Dataset entries
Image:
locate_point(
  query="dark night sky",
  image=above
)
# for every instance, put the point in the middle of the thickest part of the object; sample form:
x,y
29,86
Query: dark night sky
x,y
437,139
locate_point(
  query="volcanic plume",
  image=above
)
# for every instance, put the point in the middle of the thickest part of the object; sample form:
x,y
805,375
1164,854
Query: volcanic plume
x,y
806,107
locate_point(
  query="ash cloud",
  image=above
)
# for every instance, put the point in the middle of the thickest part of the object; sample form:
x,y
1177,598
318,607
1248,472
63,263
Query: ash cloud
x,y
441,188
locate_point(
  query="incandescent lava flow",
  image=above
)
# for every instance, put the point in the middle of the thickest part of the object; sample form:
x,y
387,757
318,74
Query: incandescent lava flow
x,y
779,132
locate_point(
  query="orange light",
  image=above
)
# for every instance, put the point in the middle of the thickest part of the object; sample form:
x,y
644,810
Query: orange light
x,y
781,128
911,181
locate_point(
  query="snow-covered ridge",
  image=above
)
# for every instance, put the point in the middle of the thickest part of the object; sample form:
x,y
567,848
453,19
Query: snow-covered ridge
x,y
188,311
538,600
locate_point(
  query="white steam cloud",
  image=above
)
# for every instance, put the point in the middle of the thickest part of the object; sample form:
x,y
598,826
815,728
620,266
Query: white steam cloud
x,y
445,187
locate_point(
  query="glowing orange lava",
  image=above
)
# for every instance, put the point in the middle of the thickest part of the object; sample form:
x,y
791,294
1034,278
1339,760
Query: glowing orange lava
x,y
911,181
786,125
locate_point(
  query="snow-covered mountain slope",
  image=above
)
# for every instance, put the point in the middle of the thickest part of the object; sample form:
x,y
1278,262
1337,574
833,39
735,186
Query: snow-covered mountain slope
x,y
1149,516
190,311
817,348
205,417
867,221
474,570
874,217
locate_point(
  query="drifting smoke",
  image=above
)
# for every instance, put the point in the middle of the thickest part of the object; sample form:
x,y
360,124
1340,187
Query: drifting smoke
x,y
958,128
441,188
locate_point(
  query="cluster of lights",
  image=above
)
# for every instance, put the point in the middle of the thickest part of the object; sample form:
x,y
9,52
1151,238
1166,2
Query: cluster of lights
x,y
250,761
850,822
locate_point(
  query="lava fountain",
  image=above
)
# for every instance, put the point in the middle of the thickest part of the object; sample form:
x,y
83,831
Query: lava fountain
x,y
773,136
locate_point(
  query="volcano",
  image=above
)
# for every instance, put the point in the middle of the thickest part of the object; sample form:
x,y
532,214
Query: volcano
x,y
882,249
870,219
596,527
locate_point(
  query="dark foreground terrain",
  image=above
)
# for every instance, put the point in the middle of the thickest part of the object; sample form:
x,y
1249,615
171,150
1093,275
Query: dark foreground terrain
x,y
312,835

_ASSIGNMENT:_
Print every record exactly as it was given.

_RESPONSE TO THE TASK:_
Image:
locate_point(
  query="dark night sky",
  image=above
)
# for every instance, put the point in the middle of the thickest part of the object; sample form:
x,y
29,86
Query: dark night sky
x,y
437,139
locate_point(
  query="volcanic plume",
  image=above
)
# for every instance, put the point in the middle of the thickest part of the object; sample form:
x,y
805,375
1164,854
Query: volcanic plume
x,y
806,107
locate_point(
  query="ash cloud",
  image=above
)
# for every instance, put the point in the middle of the thickest part of the object; sample form:
x,y
1177,598
318,607
1248,472
63,263
Query: ash cloud
x,y
441,188
locate_point(
  query="incandescent lava flow",
  image=above
)
# for every instance, put the point in the middle of the thickest part of the object; sample form:
x,y
387,757
318,74
Query: incandescent lava flow
x,y
779,132
locate_point(
  query="orange light",
  image=above
)
# for every instance, put the point in the middle of the thickest part of the object; sample form:
x,y
644,810
Query: orange light
x,y
781,128
911,181
locate_point(
  query="snow-covered ridge",
  image=above
)
# for every instance, put the point in the middle of the thickest part of the object; sample form:
x,y
567,848
453,19
Query: snow-covered ridge
x,y
188,311
538,600
locate_point(
  query="white steam cloud",
  image=above
)
# for every instance, put the point in the middle of the thickest part of the object; sample form:
x,y
598,826
815,728
620,266
Query: white steam cloud
x,y
445,187
locate_point(
  query="glowing orange lava",
  image=above
)
# for every instance, put the point in the middle of the thickest part of the object; sample form:
x,y
791,294
1034,278
1339,760
Query: glowing orange lava
x,y
911,181
786,125
locate_point(
  query="snow-covered mountain slope",
  image=above
)
# for every instance, put the point in the middle of the thickest part of the object; sample form:
x,y
1278,262
1337,574
833,39
735,186
Query: snow-covered mountain slope
x,y
1149,516
190,311
817,348
205,417
867,221
474,570
874,217
locate_point(
  query="drifting smoke",
  image=above
)
# for every instance, put the point in the middle of the thickest part of the object; sample form:
x,y
360,124
1340,187
Query: drifting smoke
x,y
958,128
441,188
locate_point(
  query="cluster of lights",
  image=above
)
# for every instance, put the point in the middle of the thickest part of the object; sample form:
x,y
9,52
1151,238
1166,2
Query: cluster of lights
x,y
250,761
850,822
locate_point(
  query="lava fountain",
  image=above
)
# for every instance, put the point in the middle of the thickest part of the object; sample form:
x,y
83,831
Query: lava fountain
x,y
773,136
locate_point(
  query="volcano",
  image=above
)
# for every instance, put the point in the middle of the thickest part of the object; sample form:
x,y
532,214
Query: volcano
x,y
882,249
870,219
596,527
locate_point(
  query="dark foreground terrain",
  image=above
)
# for every instance, put the point in the middle of the thickest part of the object; sample form:
x,y
1249,615
171,150
1093,275
Query: dark foreground terrain
x,y
312,835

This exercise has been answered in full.